(EXERCISES)
(1) According to the post about lost One Power knowledge, why might the earlier channelers have felt no need to record weaves? Answer in one to three sentences.
(2) Continue the post about lost One Power knowledge from its last sentence, keeping its argument and tone.

+++ SOURCE EXCERPT +++

However, I think they just didn't see the need. Their understanding of the OP far surpasses anything the WT knows currently. It would have been as natural as breathing, they would not have to record weaves because it was easy for them to learn by linking etc...

 

Of course, this is just a suggestion, I think they probably did record certain weaves, certainly experimental weaves and such.

 

However, it is important to keep in mind how much was lost over the years.

 

First we have the breaking, which basically destroyed the whole world and literally transformed it with whole cities destroyed and mountains literally moved. Most documents like written weaves would have been destroyed by the end of the Breaking, however, it is not unlikely that some still survived, and the AoL AS would certainly have preserved the information as best they could.

 

However, we then have the Trolloc Wars, which destroyed a great deal again. In the BWB it mentions how much was lost. Certainly the Post-Breaking Aes Sedai were much more skillful than the current ones, and it is probable that they still preserved a fair bit of AoL knowledge. The Trolloc Wars, lasting around 200 years, ravaged even Tar Valon itself. (I am quite sure I remember correctly, but I could be wrong here)

+++ LISTED RECORDS +++

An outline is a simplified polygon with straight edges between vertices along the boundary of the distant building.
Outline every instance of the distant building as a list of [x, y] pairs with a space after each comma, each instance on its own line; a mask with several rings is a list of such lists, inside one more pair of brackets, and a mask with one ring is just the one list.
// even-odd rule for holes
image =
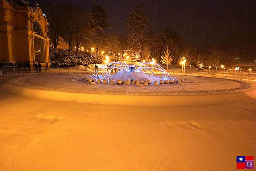
[[50, 66], [48, 23], [36, 3], [0, 0], [0, 63]]
[[256, 71], [256, 63], [254, 62], [239, 62], [234, 65], [236, 70], [241, 68], [244, 71], [246, 71], [250, 68], [253, 71]]

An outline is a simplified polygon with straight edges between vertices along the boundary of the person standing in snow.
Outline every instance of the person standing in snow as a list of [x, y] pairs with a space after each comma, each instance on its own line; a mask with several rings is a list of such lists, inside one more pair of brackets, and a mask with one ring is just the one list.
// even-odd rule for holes
[[35, 70], [35, 73], [36, 73], [36, 72], [38, 72], [38, 65], [37, 63], [35, 63], [34, 64], [34, 70]]
[[95, 72], [97, 72], [97, 71], [98, 71], [98, 66], [96, 64], [95, 64], [95, 65], [94, 65], [94, 71]]
[[40, 62], [38, 64], [38, 69], [39, 70], [39, 72], [42, 72], [42, 65]]

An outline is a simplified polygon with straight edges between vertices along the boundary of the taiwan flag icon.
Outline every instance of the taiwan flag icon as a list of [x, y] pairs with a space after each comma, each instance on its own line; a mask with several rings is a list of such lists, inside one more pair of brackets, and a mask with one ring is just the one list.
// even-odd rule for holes
[[251, 169], [253, 168], [253, 156], [237, 156], [237, 169]]

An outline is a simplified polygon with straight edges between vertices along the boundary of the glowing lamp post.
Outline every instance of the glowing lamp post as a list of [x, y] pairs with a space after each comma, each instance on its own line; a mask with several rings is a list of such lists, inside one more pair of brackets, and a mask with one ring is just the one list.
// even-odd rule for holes
[[223, 68], [224, 67], [224, 65], [221, 65], [221, 75], [222, 75], [222, 70], [223, 70]]
[[153, 70], [154, 70], [154, 64], [156, 63], [156, 60], [154, 59], [154, 58], [152, 58], [152, 61], [151, 62], [151, 64], [152, 64], [152, 67], [153, 68]]
[[183, 75], [183, 65], [184, 64], [184, 61], [182, 61], [180, 62], [180, 64], [181, 64], [181, 75]]
[[106, 60], [105, 60], [105, 63], [106, 64], [108, 64], [108, 61], [109, 61], [109, 59], [108, 58], [108, 56], [106, 56]]
[[185, 75], [185, 72], [186, 72], [186, 60], [184, 59], [183, 61], [184, 61], [184, 75]]

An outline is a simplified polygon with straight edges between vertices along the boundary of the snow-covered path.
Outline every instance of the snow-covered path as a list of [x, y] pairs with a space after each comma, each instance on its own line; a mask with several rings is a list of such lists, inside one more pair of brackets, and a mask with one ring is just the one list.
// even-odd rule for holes
[[146, 107], [0, 97], [1, 171], [234, 171], [256, 154], [256, 99], [243, 92]]

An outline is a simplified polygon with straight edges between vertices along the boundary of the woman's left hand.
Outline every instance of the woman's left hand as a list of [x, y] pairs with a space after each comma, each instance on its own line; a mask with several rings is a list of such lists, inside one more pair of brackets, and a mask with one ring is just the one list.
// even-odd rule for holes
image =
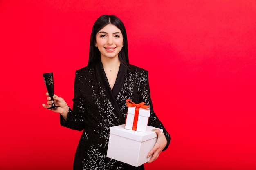
[[157, 134], [157, 140], [152, 149], [148, 154], [147, 156], [148, 157], [152, 155], [152, 157], [148, 162], [148, 163], [151, 163], [157, 160], [160, 153], [167, 144], [167, 140], [164, 133], [157, 129], [153, 129], [152, 131], [155, 132]]

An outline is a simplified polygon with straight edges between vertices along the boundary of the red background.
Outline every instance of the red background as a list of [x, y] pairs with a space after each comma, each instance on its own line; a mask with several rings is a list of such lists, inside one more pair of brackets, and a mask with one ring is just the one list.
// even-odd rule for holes
[[256, 169], [255, 0], [0, 1], [0, 170], [70, 170], [81, 132], [44, 109], [42, 74], [72, 106], [94, 22], [124, 22], [168, 149], [147, 170]]

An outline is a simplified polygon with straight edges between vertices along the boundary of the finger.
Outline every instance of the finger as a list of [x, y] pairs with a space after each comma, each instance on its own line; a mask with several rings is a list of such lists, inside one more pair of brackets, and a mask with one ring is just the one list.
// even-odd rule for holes
[[52, 100], [49, 100], [47, 102], [47, 104], [48, 105], [51, 105], [53, 103], [53, 101]]
[[[158, 129], [152, 129], [152, 131], [155, 132], [155, 133], [157, 135], [157, 136], [161, 134], [161, 133], [162, 132]], [[151, 150], [148, 152], [148, 155], [147, 155], [147, 157], [148, 158], [151, 155], [152, 155], [152, 157], [151, 157], [151, 158], [150, 159], [150, 160], [151, 160], [152, 159], [152, 158], [154, 157], [154, 156], [153, 155], [153, 154], [157, 151], [157, 148], [159, 148], [159, 147], [157, 146], [157, 145], [156, 145], [156, 144], [157, 144], [156, 143], [155, 144], [155, 146], [154, 146], [152, 149]]]
[[151, 163], [157, 160], [158, 158], [158, 156], [159, 156], [159, 153], [157, 153], [156, 152], [154, 153], [152, 155], [152, 157], [150, 159], [149, 161], [148, 162], [148, 163]]
[[152, 131], [153, 132], [155, 132], [155, 133], [156, 133], [157, 134], [157, 135], [160, 135], [160, 134], [161, 133], [162, 133], [162, 132], [160, 131], [160, 130], [158, 129], [152, 129]]
[[42, 106], [43, 106], [43, 107], [44, 108], [48, 108], [48, 106], [46, 105], [45, 104], [42, 104]]

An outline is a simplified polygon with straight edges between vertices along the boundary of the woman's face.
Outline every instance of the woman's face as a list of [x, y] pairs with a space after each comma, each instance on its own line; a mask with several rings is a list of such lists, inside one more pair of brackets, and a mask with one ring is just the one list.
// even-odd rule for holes
[[121, 31], [113, 25], [106, 25], [96, 34], [95, 46], [101, 53], [101, 57], [118, 57], [123, 45]]

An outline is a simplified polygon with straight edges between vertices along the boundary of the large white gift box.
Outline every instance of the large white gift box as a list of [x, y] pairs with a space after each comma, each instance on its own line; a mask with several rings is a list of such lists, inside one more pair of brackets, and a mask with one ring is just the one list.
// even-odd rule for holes
[[157, 140], [152, 129], [157, 128], [148, 126], [146, 132], [142, 132], [126, 129], [124, 126], [110, 128], [107, 157], [136, 167], [147, 162], [151, 156], [147, 155]]
[[124, 128], [145, 132], [150, 116], [149, 109], [138, 107], [129, 107], [126, 118]]

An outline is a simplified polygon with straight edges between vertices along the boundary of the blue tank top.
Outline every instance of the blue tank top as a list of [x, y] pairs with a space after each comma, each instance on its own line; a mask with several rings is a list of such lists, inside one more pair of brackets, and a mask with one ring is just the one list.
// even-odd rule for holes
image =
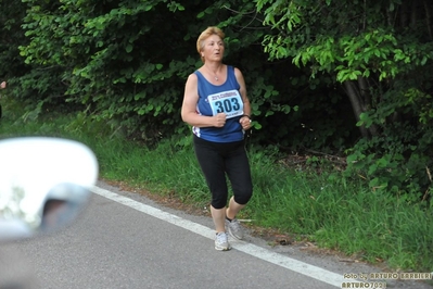
[[243, 129], [239, 120], [243, 115], [243, 101], [239, 92], [240, 85], [234, 76], [234, 67], [227, 66], [227, 80], [215, 86], [199, 72], [198, 76], [199, 102], [196, 111], [201, 115], [213, 116], [226, 113], [224, 127], [192, 127], [195, 136], [214, 142], [231, 142], [243, 139]]

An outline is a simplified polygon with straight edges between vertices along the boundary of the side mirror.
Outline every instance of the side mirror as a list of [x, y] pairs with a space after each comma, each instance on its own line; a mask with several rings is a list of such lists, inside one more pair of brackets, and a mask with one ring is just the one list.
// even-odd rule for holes
[[97, 158], [80, 142], [49, 137], [0, 140], [0, 241], [69, 224], [97, 179]]

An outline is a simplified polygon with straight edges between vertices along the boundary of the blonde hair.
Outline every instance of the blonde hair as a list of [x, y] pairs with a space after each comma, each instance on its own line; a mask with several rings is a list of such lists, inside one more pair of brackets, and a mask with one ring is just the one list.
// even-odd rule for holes
[[204, 32], [202, 32], [202, 34], [196, 39], [196, 51], [199, 52], [200, 58], [202, 59], [203, 62], [204, 62], [204, 58], [202, 56], [201, 52], [204, 47], [204, 40], [206, 40], [212, 35], [218, 35], [219, 38], [221, 38], [221, 40], [224, 40], [224, 37], [225, 37], [224, 32], [216, 26], [209, 26]]

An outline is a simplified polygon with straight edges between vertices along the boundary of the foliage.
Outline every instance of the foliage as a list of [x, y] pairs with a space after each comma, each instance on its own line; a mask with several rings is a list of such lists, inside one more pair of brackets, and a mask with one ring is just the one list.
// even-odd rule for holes
[[[433, 34], [426, 1], [258, 0], [270, 59], [291, 58], [319, 79], [345, 90], [362, 139], [348, 173], [372, 189], [430, 193]], [[417, 185], [415, 185], [417, 184]]]

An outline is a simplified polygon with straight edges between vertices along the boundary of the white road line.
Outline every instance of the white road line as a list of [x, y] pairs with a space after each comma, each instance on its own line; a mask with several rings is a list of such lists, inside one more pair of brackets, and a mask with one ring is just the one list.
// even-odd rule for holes
[[[178, 217], [176, 215], [169, 214], [167, 212], [164, 212], [160, 209], [140, 203], [138, 201], [131, 200], [129, 198], [126, 198], [124, 196], [117, 194], [115, 192], [94, 187], [92, 190], [94, 193], [105, 197], [106, 199], [110, 199], [112, 201], [118, 202], [120, 204], [127, 205], [129, 208], [132, 208], [137, 211], [140, 211], [142, 213], [145, 213], [148, 215], [154, 216], [156, 218], [160, 218], [162, 221], [168, 222], [173, 225], [176, 225], [178, 227], [184, 228], [187, 230], [190, 230], [192, 233], [199, 234], [203, 237], [206, 237], [208, 239], [214, 240], [215, 238], [215, 231], [214, 229], [211, 229], [208, 227], [205, 227], [203, 225], [196, 224], [194, 222]], [[357, 281], [355, 279], [344, 279], [341, 274], [335, 274], [330, 271], [326, 271], [323, 268], [275, 253], [270, 250], [267, 250], [265, 248], [247, 243], [245, 241], [232, 241], [231, 242], [232, 248], [244, 252], [246, 254], [250, 254], [252, 256], [262, 259], [264, 261], [270, 262], [272, 264], [276, 264], [278, 266], [291, 269], [293, 272], [306, 275], [310, 278], [315, 278], [317, 280], [333, 285], [335, 287], [341, 288], [343, 282], [348, 282], [348, 281]]]

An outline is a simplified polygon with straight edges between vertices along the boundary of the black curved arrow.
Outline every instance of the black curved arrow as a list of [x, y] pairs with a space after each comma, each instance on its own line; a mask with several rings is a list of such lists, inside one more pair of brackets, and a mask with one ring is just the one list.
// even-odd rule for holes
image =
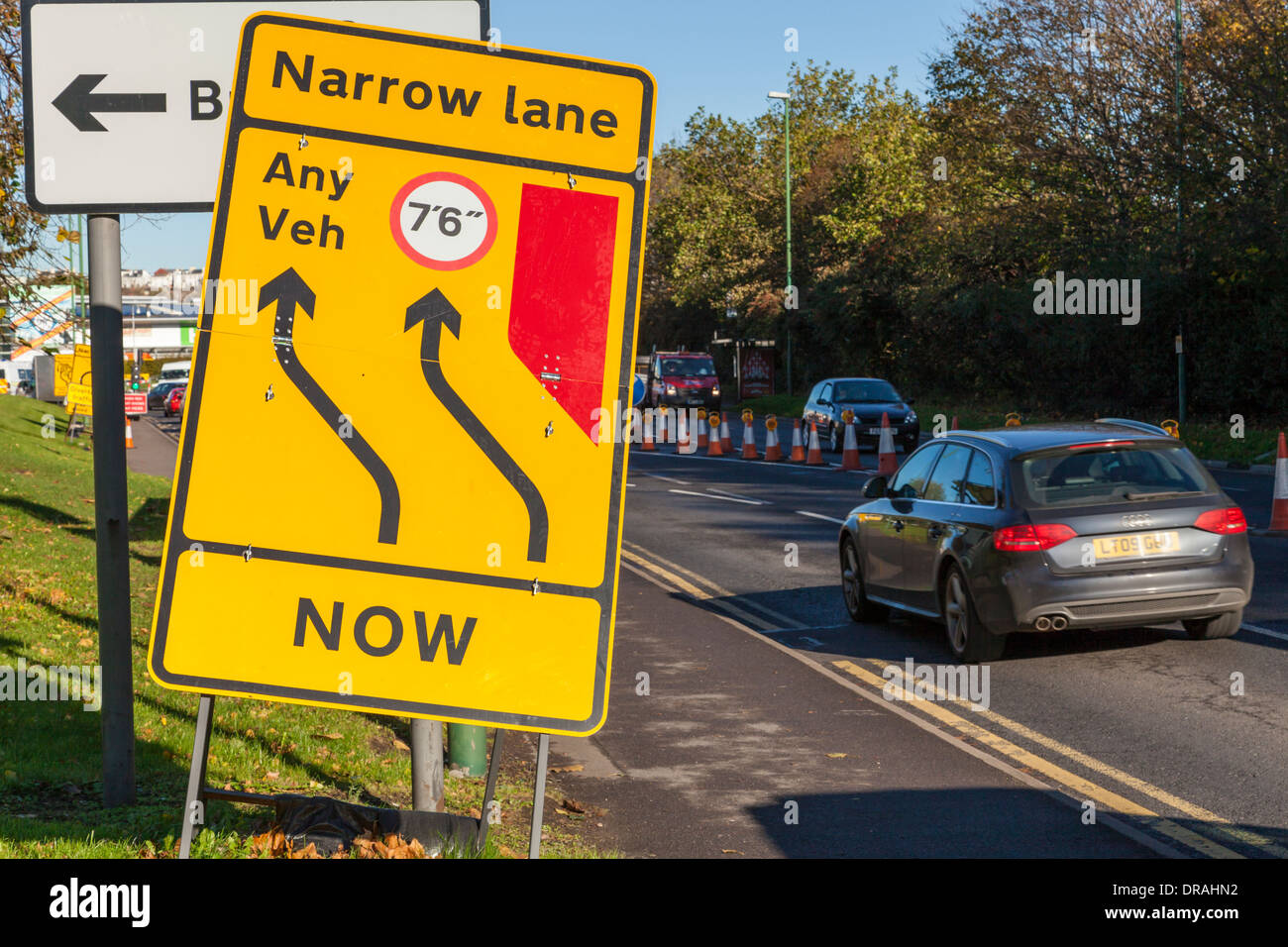
[[420, 336], [420, 370], [425, 375], [425, 381], [429, 383], [429, 390], [443, 403], [456, 423], [465, 428], [470, 439], [478, 445], [492, 465], [519, 493], [524, 506], [528, 508], [528, 559], [545, 562], [546, 540], [550, 535], [546, 501], [541, 499], [537, 486], [514, 463], [514, 457], [506, 454], [492, 433], [483, 426], [483, 421], [465, 406], [461, 396], [447, 384], [443, 367], [438, 363], [438, 341], [442, 338], [442, 330], [446, 326], [452, 335], [460, 339], [461, 314], [456, 307], [447, 301], [447, 296], [439, 290], [433, 290], [407, 307], [407, 325], [403, 331], [411, 331], [420, 322], [425, 323], [424, 335]]
[[58, 93], [53, 106], [77, 131], [107, 131], [94, 112], [164, 112], [165, 93], [118, 91], [95, 93], [106, 75], [81, 73]]
[[[300, 274], [294, 268], [289, 268], [274, 276], [259, 290], [260, 309], [274, 301], [277, 303], [277, 320], [273, 323], [273, 347], [277, 349], [277, 361], [281, 363], [286, 376], [300, 389], [300, 394], [305, 397], [309, 405], [313, 406], [313, 410], [322, 416], [322, 420], [330, 428], [332, 423], [339, 423], [344, 412], [327, 397], [327, 393], [322, 390], [318, 383], [313, 380], [308, 370], [300, 365], [299, 356], [295, 354], [295, 308], [299, 307], [304, 311], [305, 316], [313, 318], [313, 304], [316, 303], [313, 290], [309, 289], [308, 283], [300, 278]], [[358, 463], [371, 474], [371, 479], [376, 482], [376, 488], [380, 491], [380, 532], [377, 541], [390, 545], [398, 542], [398, 517], [402, 502], [398, 496], [398, 483], [394, 481], [394, 475], [389, 473], [385, 461], [376, 455], [371, 445], [366, 442], [357, 429], [353, 429], [352, 437], [341, 437], [340, 441], [344, 442], [344, 446], [353, 452]]]

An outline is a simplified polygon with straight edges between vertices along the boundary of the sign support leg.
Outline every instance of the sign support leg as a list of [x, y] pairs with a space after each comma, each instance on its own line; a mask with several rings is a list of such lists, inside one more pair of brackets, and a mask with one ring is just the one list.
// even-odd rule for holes
[[443, 724], [411, 720], [411, 808], [443, 812]]
[[197, 703], [197, 728], [192, 737], [192, 767], [188, 769], [188, 796], [183, 803], [183, 834], [179, 840], [180, 858], [191, 856], [197, 826], [206, 821], [202, 791], [206, 789], [206, 758], [210, 755], [210, 725], [214, 719], [215, 698], [204, 693]]
[[528, 840], [528, 858], [541, 857], [541, 822], [546, 808], [546, 763], [550, 760], [550, 734], [542, 733], [537, 741], [537, 785], [532, 790], [532, 836]]
[[505, 737], [505, 731], [497, 729], [496, 736], [492, 738], [492, 759], [488, 761], [487, 768], [487, 787], [483, 790], [483, 817], [479, 819], [479, 837], [475, 843], [477, 849], [482, 852], [487, 847], [487, 830], [491, 822], [488, 817], [492, 814], [488, 812], [492, 808], [492, 796], [496, 794], [496, 781], [501, 776], [501, 747]]
[[103, 803], [131, 805], [134, 661], [130, 640], [129, 499], [125, 491], [125, 385], [121, 370], [121, 218], [89, 215], [93, 350], [94, 527], [98, 548], [98, 653], [103, 666]]

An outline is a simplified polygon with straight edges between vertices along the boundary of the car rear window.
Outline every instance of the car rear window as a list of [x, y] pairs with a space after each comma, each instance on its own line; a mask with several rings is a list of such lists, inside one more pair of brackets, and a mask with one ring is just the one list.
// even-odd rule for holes
[[1021, 506], [1088, 506], [1217, 491], [1184, 447], [1140, 443], [1016, 457], [1011, 479]]

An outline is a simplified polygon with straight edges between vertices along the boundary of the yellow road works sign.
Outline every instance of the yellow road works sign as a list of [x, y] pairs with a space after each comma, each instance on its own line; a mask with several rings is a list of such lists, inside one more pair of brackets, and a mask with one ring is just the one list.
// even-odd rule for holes
[[77, 345], [67, 379], [67, 414], [94, 415], [89, 345]]
[[153, 676], [594, 732], [652, 77], [281, 14], [237, 75]]

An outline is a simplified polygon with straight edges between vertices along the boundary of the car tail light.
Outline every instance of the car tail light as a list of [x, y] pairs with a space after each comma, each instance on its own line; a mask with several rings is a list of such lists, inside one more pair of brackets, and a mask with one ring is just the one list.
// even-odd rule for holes
[[993, 548], [1003, 553], [1032, 553], [1059, 546], [1077, 535], [1064, 523], [1003, 526], [993, 533]]
[[1207, 532], [1247, 532], [1248, 521], [1238, 506], [1226, 506], [1224, 510], [1200, 513], [1194, 521], [1194, 528]]

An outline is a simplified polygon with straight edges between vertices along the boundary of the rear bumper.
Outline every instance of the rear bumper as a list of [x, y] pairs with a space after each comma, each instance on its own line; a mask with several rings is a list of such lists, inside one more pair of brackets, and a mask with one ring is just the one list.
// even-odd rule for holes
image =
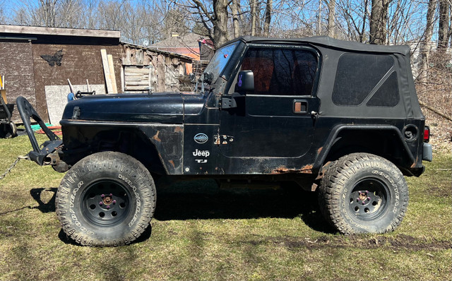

+++

(RESULTS IN ORDER)
(1) Their understanding of the One Power far surpassed anything the White Tower knows now, so using it would have been as natural as breathing. They could learn weaves easily through linking, so writing them down would have seemed unnecessary.

(2)
 

Then later when Hawkwing's empire crumbled and rebellion spread, another mass-destruction occurred, further knowledge was lost in this period. Relatively few documents from Hawkwing's era remain (although it is still a considerable amount in comparison).

 

So it is not hard to see how AoL books about weaves could have been completely lost. Yet still we do not know that the 13th Depository does not hold such things. It is insinuated that this is how Moiraine learned of balefire after all, (although the knowledge of balefire was always around, just forbidden).

 

I do not see any problems with the logic here.

 

 

To directly reply to the OP, yes, I cannot see why it would be impossible. As mentioned, Egwene learns off Moggy's hints (I am not sure if this involved any demonstrations of weaves that Egwene adapted though, but I don't think so) Besides, learning the weave by watching someone else cannot be the only way. How would channelling even exist, Tamyrlin certainly had nobody to teach him/her, obviously they didn't have a book either, but if someone can create weaves by instinct or trial and error, there is no excuse why they couldn't learn from a book.

 

Keeping in mind, I am not saying that it could be drawn (it may be possible, but I do not know), nor am I saying that it could be explained and replicated with precision. But certainly they could read a book which gives a description of a weave and learn it from that, even if they have to adapt it.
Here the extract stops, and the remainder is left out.